*PAGE TEXT*:
········
🎤🇨🇦 Support Canadian Venues // Get L O U D

Hindsight, eh. Little did I know it was going to be one of the last shows I would have the privilege of attending for an indefinite amount of time. I am so grateful for that night of music and friends.It’s a grave understatement to say I am anxiously looking forward to the next time we can all share the same space and soak in the soothing and healing powers of music together.

I was spending the evening at Toronto’s Dundas St. West institution, Hughs Room Live (HRL). It was the middle of Yamaha Drum Week, featuring the mega talented Larnell Lewis and Rich Brown. The show was intimate, but there was a weird tension in the air. It was March 11 afterall, the day the World Health Organization declared a pandemic, and all non-essential businesses were merely days away from closing for an indefinite amount of time.



It was no secret that the city of Toronto was already facing an independent venue crisis prior to pandemic closures. Property tax rates have inflated commercial rents beyond an unsustainable threshold. In fact, HRL had already decided to close it’s doors at the end of the month due to rent increases. This is on top of a list of other critical music infrastructure that the city of Toronto has lost in recent memory including:

The City of Toronto’s Music Advisory Council has is working with city hall to adjust the property tax structure – giving property owners a break if the building houses a live music venue (of which there is technical criteria, the sports bar with a cover band on Saturdays does not count as a venue).
········
*DATASET EXTRACT*:
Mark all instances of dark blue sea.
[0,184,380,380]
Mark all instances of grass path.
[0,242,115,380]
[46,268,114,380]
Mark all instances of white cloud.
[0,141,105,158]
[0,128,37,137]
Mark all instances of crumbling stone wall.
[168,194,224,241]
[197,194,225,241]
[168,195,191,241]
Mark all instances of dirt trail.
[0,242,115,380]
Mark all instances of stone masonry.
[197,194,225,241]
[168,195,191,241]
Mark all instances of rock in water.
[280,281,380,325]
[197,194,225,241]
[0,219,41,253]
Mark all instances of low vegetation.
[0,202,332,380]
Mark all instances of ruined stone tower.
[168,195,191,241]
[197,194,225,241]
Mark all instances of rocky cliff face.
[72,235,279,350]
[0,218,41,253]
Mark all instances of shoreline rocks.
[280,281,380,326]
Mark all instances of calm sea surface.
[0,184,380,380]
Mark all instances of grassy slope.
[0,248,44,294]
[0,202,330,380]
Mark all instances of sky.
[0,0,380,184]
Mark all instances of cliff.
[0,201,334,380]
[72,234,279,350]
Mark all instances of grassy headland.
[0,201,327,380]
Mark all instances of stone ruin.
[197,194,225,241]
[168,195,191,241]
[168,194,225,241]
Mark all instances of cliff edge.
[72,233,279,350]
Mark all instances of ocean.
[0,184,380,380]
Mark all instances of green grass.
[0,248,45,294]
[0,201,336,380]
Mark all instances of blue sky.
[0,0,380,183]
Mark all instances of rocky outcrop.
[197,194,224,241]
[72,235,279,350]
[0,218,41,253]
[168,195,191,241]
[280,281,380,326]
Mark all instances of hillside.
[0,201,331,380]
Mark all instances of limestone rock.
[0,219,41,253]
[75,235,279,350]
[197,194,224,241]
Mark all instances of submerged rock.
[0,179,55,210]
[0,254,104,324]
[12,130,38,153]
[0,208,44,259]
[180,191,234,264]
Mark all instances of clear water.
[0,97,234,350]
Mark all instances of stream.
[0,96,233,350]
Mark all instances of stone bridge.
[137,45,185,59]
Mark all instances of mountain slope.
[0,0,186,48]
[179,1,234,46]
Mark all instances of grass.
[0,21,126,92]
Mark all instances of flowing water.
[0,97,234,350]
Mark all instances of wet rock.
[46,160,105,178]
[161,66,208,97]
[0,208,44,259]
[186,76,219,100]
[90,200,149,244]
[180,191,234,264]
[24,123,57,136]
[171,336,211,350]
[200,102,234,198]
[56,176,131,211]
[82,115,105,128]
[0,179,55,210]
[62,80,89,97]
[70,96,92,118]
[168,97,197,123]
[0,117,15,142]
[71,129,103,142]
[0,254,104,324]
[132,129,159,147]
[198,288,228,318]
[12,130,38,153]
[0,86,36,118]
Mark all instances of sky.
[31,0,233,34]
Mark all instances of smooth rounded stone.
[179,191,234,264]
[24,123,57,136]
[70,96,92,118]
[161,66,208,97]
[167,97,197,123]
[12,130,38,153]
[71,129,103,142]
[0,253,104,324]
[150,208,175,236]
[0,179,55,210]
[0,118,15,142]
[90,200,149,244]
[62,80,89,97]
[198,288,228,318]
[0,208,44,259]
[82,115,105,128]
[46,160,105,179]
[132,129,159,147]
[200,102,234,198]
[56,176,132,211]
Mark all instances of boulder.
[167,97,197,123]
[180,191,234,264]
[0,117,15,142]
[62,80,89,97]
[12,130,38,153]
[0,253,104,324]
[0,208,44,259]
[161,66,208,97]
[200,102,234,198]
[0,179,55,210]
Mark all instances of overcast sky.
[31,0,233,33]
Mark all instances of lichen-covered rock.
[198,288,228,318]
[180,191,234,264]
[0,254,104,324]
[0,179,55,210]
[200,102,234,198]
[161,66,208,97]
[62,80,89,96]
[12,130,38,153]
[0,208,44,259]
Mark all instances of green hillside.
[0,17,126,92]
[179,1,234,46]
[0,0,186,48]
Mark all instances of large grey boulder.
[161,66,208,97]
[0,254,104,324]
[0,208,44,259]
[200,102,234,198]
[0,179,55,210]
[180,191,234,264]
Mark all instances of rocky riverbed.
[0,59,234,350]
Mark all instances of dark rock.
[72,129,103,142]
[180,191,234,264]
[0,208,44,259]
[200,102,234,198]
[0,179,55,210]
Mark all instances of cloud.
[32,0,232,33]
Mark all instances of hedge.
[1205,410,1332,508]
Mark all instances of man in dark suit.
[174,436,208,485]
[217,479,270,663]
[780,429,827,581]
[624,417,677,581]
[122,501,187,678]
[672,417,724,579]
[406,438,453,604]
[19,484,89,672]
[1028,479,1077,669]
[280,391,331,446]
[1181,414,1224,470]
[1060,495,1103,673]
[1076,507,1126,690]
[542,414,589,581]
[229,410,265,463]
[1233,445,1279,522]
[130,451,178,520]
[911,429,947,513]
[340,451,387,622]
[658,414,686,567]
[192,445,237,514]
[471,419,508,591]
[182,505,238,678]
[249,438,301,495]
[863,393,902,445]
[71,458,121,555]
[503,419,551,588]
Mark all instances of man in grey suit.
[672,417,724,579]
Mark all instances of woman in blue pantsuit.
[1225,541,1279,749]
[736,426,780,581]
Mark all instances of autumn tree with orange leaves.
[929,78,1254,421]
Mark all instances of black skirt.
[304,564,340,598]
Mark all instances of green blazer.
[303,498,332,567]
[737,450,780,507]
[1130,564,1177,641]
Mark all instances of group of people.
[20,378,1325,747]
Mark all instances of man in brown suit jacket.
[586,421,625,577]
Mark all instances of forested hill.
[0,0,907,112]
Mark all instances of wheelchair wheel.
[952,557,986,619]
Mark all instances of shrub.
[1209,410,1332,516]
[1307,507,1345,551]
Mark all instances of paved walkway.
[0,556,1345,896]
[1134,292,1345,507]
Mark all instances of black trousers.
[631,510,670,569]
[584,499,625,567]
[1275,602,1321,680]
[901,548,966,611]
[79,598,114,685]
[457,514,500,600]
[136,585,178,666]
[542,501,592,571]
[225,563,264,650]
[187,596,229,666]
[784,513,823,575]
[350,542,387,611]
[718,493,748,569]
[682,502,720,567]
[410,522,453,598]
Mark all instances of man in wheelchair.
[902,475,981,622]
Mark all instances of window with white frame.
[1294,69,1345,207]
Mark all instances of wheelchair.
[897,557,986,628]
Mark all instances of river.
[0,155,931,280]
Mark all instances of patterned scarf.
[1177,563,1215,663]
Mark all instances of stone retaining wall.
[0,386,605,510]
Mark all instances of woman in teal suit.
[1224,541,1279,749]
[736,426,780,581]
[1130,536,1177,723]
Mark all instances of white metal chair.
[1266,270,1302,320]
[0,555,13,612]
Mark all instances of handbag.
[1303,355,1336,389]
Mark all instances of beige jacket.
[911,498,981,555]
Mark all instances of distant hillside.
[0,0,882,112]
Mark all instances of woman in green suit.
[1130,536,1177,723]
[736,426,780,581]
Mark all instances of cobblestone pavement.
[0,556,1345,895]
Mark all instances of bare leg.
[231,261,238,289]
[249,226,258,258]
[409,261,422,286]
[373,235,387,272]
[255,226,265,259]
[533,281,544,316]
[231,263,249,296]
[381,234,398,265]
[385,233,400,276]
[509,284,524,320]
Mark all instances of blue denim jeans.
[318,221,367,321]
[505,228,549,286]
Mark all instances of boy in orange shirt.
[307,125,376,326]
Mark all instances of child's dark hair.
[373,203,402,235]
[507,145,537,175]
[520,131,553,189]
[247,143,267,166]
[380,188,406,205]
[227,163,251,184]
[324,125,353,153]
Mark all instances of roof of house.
········
*WHAT TO DO*:
A. According to the post on supporting Canadian venues, why had Hughs Room Live already decided to close its doors at the end of the month?
B. Copy word for word the stretch of the post on supporting Canadian venues from "Hindsight, eh. Little" through "closing for an indefinite amount of time.".
C. Write the next part of the post on supporting Canadian venues, picking up after its final sentence.

*RESPONSES PER TASK*:
A. It had decided to close because of rent increases.

B.
Hindsight, eh. Little did I know it was going to be one of the last shows I would have the privilege of attending for an indefinite amount of time. I am so grateful for that night of music and friends.It’s a grave understatement to say I am anxiously looking forward to the next time we can all share the same space and soak in the soothing and healing powers of music together.

I was spending the evening at Toronto’s Dundas St. West institution, Hughs Room Live (HRL). It was the middle of Yamaha Drum Week, featuring the mega talented Larnell Lewis and Rich Brown. The show was intimate, but there was a weird tension in the air. It was March 11 afterall, the day the World Health Organization declared a pandemic, and all non-essential businesses were merely days away from closing for an indefinite amount of time.

C.
This is a great step in the right direction, but more needs to be done on a national basis to help the venues that foster the thriving music scene we love to boast about (I swear, any and all patriotism I have is 100% music driven).


Small and mid-sized venues are essential infrastructure in the progression of an artists career. For artists early in their career who are finding their sound and their crowd- having a few people in a small room is a way better experience than playing to a few people in a big room. Smaller spaces allow for more audience engagement and a sense of intimacy between fans and the performers.

You’re not likely to get booked at a stadium if you can’t fill a mid sized room. Additionally, some music just doesn’t suit a stadium. One of my least pleasant concert experiences was seeing my fav band at the time (The Black Keys) at Bell Arena in Montreal, QC in 2011. It was such a corporate atmosphere, the people rude, the beer was far too expensive, and most importantly: the music just didn’t sound right. The special ingredient was missing.

The government in the UK has already done the right thing: they’ve announced a £1.57 billion support package for the creative industries.